*EXCERPTED TEXT*:
● ● ●
ROCm / HIP

HIP: C++ Heterogeneous-Compute Interface for Portability
https://rocmdocs.amd.com/projects/HIP/
MIT License
3.71k stars 528 forks source link

[HIP][device] 4 __shfl_sync functions are missing #1491

Closed Kaveh01 closed 3 days ago

Kaveh01 commented 5 years ago

CUDA 9 __shfl_sync function is missing. I can use the deprecated __shfl but it would be be better to have the new function. Test code:

   __global__
static void shflTest(int lid){
    int tid = threadIdx.x;
    float value = tid + 0.1f;
    int* ivalue = reinterpret_cast<int*>(&value);

    //use the integer shfl
    int ix = __shfl(ivalue[0],5,32);
    int iy = __shfl_sync(0xFFFFFFFF, ivalue[0],5,32);

    float x = reinterpret_cast<float*>(&ix)[0];
    float y = reinterpret_cast<float*>(&iy)[0];

    if(tid == lid){
        printf("shfl tmp %d %d\n",ix,iy);
        printf("shfl final %f %f\n",x,y);
    }
}

int main()
{
    shflTest<<<1,32>>>(0);
    cudaDeviceSynchronize();
    return 0;
}
emankov commented 5 years ago

__shfl_up_sync, __shfl_down_sync, and __shfl_xor_sync as well.

b-sumner commented 5 years ago

We have some work left in the device compiler to support certain cuda 9 device side features such as the sync APIs. Also note that most AMD devices have a "warp size" of 64, so any code using a 32 bit mask is already broken.

gmarkomanolis commented 3 years ago

Hi, I was trying to hipify a code and there are a few calls to shfl_down_sync. The shfl_down is deprecated, so it can not be used with CUDA 11. What would be the best approach?

acowley commented 3 years ago

@gmarkomanolis What I do when using hipify-perl as part of a build process is include a construction like,

#ifdef __HIP_PLATFORM_HCC__
#define SHFL_DOWN(val, offset) __shfl_down(val, offset)
#else
#define SHFL_DOWN(val, offset) __shfl_down_sync(0xffffffff, val, offset)
#endif

The specific constant I'm using there (__HIP_PLATFORM_HCC) is old, so a newer one would be better.

emankov commented 3 years ago

Hi, I was trying to hipify a code and there are a few calls to shfl_down_sync. The shfl_down is deprecated, so it can not be used with CUDA 11. What would be the best approach?

__shfl_down is deprecated since CUDA 9.0, but it is not removed and still can be used even by CUDA 11.2.1.

emankov commented 3 years ago

The specific constant I'm using there (__HIP_PLATFORM_HCC) is old, so a newer one would be better.

What do you mean by old?

acowley commented 3 years ago

I think mentions of hcc are being removed over time.

gmarkomanolis commented 3 years ago

Hi, I was trying to hipify a code and there are a few calls to shfl_down_sync. The shfl_down is deprecated, so it can not be used with CUDA 11. What would be the best approach?
● ● ●
*EXERCISE TASKS*:
A) According to the __shfl_sync issue thread, why is any code using a 32 bit mask already broken on AMD hardware?
B) Extend the __shfl_sync issue thread past its final comment.

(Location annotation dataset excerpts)
● ● ●
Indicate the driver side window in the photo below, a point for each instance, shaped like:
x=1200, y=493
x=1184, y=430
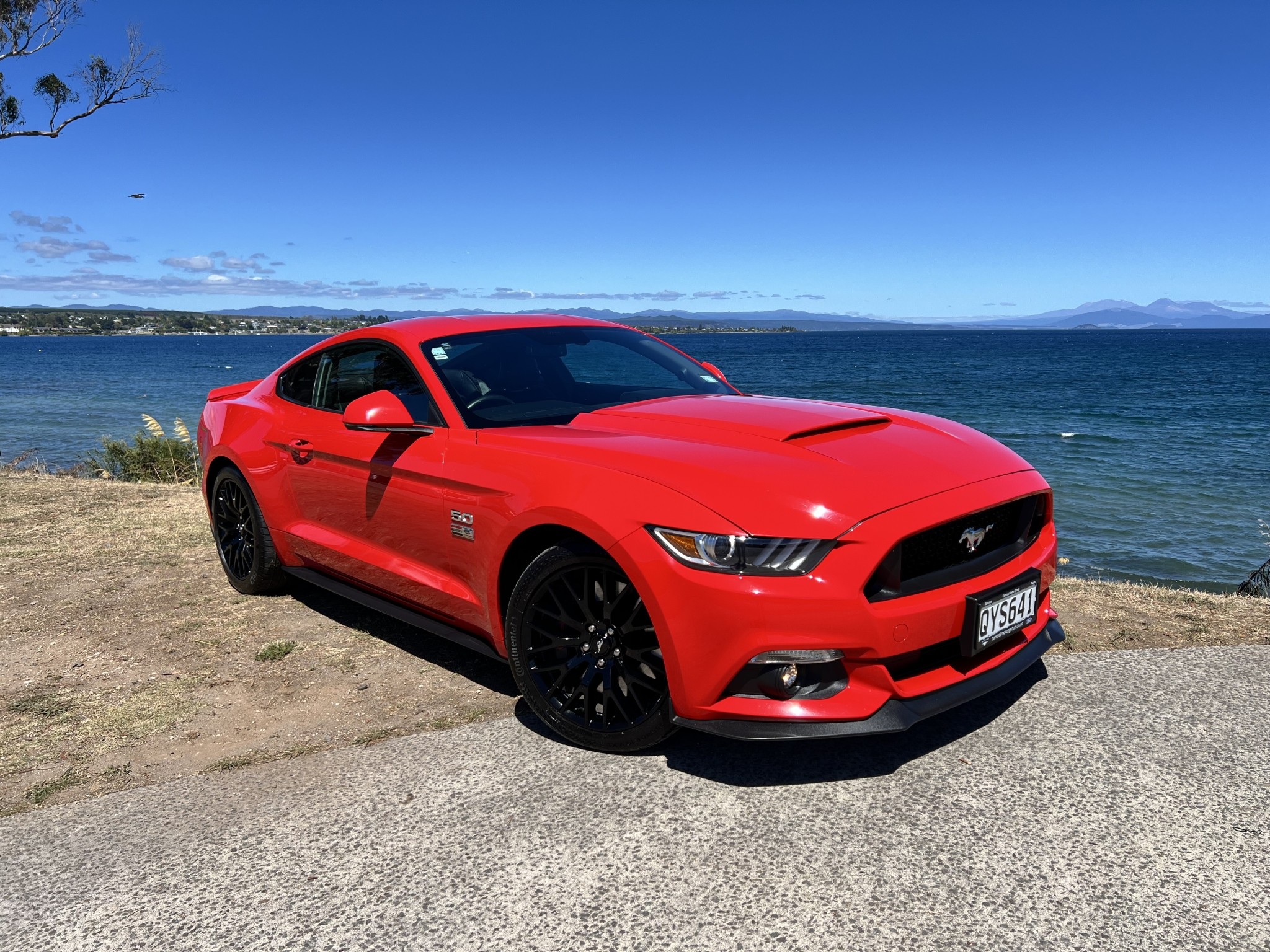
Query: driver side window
x=346, y=374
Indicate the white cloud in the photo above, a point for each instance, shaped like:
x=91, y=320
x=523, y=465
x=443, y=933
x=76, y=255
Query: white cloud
x=60, y=224
x=197, y=263
x=50, y=248
x=89, y=280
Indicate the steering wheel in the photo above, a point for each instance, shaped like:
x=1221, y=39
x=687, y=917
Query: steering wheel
x=489, y=399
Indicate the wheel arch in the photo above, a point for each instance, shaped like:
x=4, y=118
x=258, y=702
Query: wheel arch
x=527, y=546
x=214, y=469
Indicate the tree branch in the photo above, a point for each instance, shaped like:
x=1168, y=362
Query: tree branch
x=136, y=77
x=19, y=30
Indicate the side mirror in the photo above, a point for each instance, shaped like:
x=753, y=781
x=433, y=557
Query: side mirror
x=714, y=369
x=381, y=412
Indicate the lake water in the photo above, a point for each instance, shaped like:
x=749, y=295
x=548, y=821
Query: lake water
x=1157, y=443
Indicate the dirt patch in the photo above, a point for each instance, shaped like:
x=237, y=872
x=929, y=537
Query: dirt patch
x=130, y=660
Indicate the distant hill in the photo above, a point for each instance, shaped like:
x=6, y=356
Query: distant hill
x=1163, y=312
x=1110, y=315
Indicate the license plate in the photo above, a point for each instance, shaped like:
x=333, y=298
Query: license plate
x=995, y=615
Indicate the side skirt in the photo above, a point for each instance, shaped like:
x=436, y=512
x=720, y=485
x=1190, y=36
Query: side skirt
x=394, y=611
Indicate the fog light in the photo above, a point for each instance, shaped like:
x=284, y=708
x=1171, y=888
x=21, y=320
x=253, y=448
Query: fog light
x=798, y=656
x=788, y=677
x=779, y=682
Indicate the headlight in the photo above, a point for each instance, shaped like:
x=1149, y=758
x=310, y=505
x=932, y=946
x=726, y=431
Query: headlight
x=748, y=555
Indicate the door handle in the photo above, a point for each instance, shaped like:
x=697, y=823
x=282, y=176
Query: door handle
x=301, y=450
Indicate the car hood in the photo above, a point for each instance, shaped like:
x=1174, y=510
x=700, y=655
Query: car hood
x=776, y=466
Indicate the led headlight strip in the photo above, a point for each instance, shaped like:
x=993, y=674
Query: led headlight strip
x=744, y=555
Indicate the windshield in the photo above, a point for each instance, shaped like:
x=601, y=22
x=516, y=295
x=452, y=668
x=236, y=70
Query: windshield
x=527, y=376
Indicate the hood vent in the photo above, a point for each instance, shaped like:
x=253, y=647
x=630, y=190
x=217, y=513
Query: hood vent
x=836, y=428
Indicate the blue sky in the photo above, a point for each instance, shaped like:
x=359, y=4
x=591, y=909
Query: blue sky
x=898, y=159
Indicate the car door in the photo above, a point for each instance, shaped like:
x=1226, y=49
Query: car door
x=371, y=506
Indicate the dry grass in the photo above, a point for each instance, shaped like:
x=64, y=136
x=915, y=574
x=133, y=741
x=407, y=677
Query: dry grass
x=1101, y=616
x=130, y=660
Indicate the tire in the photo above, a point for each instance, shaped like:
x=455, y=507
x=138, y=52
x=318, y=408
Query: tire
x=585, y=654
x=243, y=540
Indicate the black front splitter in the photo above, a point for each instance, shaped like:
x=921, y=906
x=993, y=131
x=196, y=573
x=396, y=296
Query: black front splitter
x=895, y=715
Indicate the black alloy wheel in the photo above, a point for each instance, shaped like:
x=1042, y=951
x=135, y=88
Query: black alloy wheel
x=585, y=653
x=243, y=540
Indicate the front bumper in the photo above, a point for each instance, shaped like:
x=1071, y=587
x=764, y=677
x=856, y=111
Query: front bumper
x=895, y=715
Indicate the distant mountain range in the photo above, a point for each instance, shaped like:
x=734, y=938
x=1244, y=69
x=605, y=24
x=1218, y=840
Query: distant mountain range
x=1095, y=315
x=1123, y=315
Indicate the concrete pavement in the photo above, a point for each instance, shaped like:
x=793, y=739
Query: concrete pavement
x=1121, y=803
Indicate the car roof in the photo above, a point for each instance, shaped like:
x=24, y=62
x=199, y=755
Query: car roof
x=413, y=330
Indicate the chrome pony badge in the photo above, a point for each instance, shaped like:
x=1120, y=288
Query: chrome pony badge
x=973, y=539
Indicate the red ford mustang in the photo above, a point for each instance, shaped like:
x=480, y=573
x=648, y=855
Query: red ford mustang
x=644, y=544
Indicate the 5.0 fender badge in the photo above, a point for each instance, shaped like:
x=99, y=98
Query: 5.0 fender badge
x=461, y=526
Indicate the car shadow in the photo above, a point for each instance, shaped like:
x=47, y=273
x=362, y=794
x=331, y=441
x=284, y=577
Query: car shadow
x=781, y=763
x=491, y=674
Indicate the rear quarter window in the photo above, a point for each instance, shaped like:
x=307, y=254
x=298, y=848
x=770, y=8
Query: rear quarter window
x=296, y=384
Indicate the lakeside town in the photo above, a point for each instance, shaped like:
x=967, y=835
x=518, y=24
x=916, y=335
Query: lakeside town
x=71, y=322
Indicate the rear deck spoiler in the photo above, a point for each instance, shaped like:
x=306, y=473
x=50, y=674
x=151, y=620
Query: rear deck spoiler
x=231, y=391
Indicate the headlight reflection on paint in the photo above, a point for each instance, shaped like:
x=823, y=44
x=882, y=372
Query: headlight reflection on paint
x=744, y=555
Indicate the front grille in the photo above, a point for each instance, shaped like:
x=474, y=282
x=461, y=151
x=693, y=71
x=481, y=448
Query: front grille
x=941, y=555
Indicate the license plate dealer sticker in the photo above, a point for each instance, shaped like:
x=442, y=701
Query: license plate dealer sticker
x=1000, y=614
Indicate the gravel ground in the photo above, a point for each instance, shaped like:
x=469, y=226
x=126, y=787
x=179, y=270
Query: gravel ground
x=1103, y=801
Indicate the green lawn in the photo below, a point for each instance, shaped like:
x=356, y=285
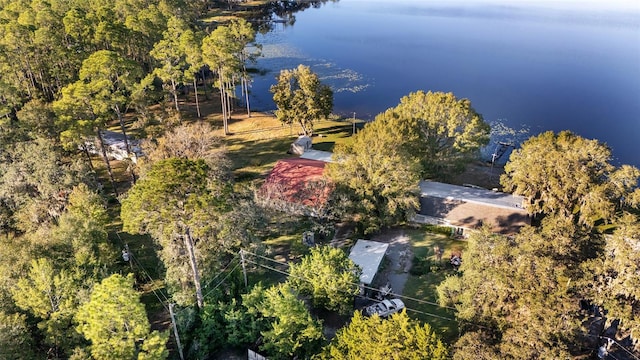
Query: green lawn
x=423, y=286
x=257, y=143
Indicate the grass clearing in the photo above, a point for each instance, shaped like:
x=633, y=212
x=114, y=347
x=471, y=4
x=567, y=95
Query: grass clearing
x=423, y=286
x=256, y=143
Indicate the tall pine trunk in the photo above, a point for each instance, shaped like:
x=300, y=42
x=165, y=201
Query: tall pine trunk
x=106, y=162
x=194, y=267
x=195, y=88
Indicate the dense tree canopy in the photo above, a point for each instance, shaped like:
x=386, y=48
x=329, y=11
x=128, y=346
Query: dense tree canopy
x=443, y=132
x=520, y=291
x=116, y=323
x=571, y=176
x=378, y=173
x=329, y=277
x=397, y=338
x=292, y=331
x=301, y=98
x=613, y=280
x=177, y=202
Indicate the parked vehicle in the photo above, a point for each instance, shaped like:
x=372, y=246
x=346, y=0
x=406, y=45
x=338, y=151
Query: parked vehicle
x=384, y=308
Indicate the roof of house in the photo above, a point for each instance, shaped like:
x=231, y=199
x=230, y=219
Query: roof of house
x=471, y=195
x=368, y=255
x=319, y=155
x=292, y=177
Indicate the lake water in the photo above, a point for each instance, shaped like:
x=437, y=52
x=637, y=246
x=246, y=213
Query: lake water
x=542, y=66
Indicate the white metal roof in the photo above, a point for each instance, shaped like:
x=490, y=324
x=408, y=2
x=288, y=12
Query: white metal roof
x=317, y=155
x=471, y=195
x=368, y=255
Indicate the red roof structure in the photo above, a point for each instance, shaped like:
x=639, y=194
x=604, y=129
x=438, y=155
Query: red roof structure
x=297, y=180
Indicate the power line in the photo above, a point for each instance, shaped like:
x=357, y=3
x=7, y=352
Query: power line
x=220, y=273
x=222, y=281
x=370, y=288
x=298, y=277
x=144, y=271
x=153, y=282
x=615, y=342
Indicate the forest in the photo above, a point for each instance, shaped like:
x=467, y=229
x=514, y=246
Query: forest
x=176, y=251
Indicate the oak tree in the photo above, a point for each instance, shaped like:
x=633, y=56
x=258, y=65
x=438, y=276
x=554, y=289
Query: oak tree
x=329, y=277
x=301, y=98
x=378, y=175
x=570, y=176
x=115, y=322
x=371, y=338
x=443, y=132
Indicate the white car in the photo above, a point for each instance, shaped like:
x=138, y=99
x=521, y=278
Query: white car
x=384, y=308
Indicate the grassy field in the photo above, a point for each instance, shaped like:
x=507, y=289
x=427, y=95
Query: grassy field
x=423, y=286
x=256, y=143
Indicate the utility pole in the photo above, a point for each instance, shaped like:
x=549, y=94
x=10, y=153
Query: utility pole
x=175, y=330
x=188, y=242
x=126, y=255
x=244, y=268
x=354, y=124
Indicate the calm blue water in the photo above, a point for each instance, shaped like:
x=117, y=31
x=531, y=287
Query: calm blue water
x=541, y=67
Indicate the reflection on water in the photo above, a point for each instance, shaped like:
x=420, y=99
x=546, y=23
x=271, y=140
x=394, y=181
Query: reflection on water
x=546, y=64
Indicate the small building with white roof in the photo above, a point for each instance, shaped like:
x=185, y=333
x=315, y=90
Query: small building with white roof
x=319, y=155
x=368, y=256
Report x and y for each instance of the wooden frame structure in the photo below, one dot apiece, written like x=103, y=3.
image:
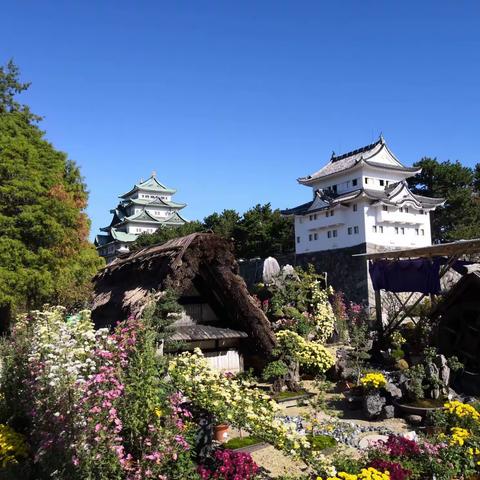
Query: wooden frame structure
x=450, y=251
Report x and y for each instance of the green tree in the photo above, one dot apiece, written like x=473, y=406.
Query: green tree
x=460, y=217
x=44, y=252
x=223, y=224
x=263, y=232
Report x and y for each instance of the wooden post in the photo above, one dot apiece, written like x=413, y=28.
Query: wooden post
x=378, y=312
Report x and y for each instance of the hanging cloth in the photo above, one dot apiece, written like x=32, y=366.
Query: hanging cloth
x=419, y=275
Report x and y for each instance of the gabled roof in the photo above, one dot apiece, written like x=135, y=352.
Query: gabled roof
x=151, y=184
x=376, y=154
x=155, y=201
x=114, y=234
x=175, y=219
x=141, y=217
x=204, y=260
x=396, y=194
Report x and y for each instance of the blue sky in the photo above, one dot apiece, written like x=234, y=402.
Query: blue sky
x=231, y=101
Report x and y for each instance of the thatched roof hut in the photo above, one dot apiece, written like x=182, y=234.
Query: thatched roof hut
x=202, y=269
● ● ●
*ANSWERS TO THE EXERCISES*:
A) Most AMD devices have a "warp size" of 64, not 32.

B)
__shfl_down is deprecated since CUDA 9.0, but it is not removed and still can be used even by CUDA 11.2.1.

https://docs.nvidia.com/cuda/cuda-c-programming-guide/index.html#warp-shuffle-functions

Deprecation Notice: shfl, shfl_up, __shfl_down, and __shfl_xor have been deprecated in CUDA 9.0 for all devices.

Removal Notice: When targeting devices with compute capability 7.x or higher, shfl, shfl_up, __shfl_down, and __shfl_xor are no longer available and their sync variants should be used instead.

I will check though if it is on the code's side as it is not mine. Thanks for the answer.

gmarkomanolis commented 3 years ago

@gmarkomanolis What I do when using hipify-perl as part of a build process is include a construction like,

#ifdef __HIP_PLATFORM_HCC__
#define SHFL_DOWN(val, offset) __shfl_down(val, offset)
#else
#define SHFL_DOWN(val, offset) __shfl_down_sync(0xffffffff, val, offset)
#endif

The specific constant I'm using there (__HIP_PLATFORM_HCC) is old, so a newer one would be better.

Thanks a lot.

jammm commented 3 years ago

Hey, @emankov, any update on __shfl_sync ? It would be great to have this implemented I think.

leachim commented 2 years ago

Any update on this? I am specifically looking for a solution to __shfl_sync

jammm commented 2 years ago

If your code uses a mask of 0xffffffff, then you can just replace your _sync calls with the non-sync ones and it should work fine.

ppanchad-amd commented 5 months ago

@Kaveh01 Apologies for the lack of response. Can you please test with latest ROCm 6.1.0 (HIP 6.1)? If resolved, please close ticket. Thanks!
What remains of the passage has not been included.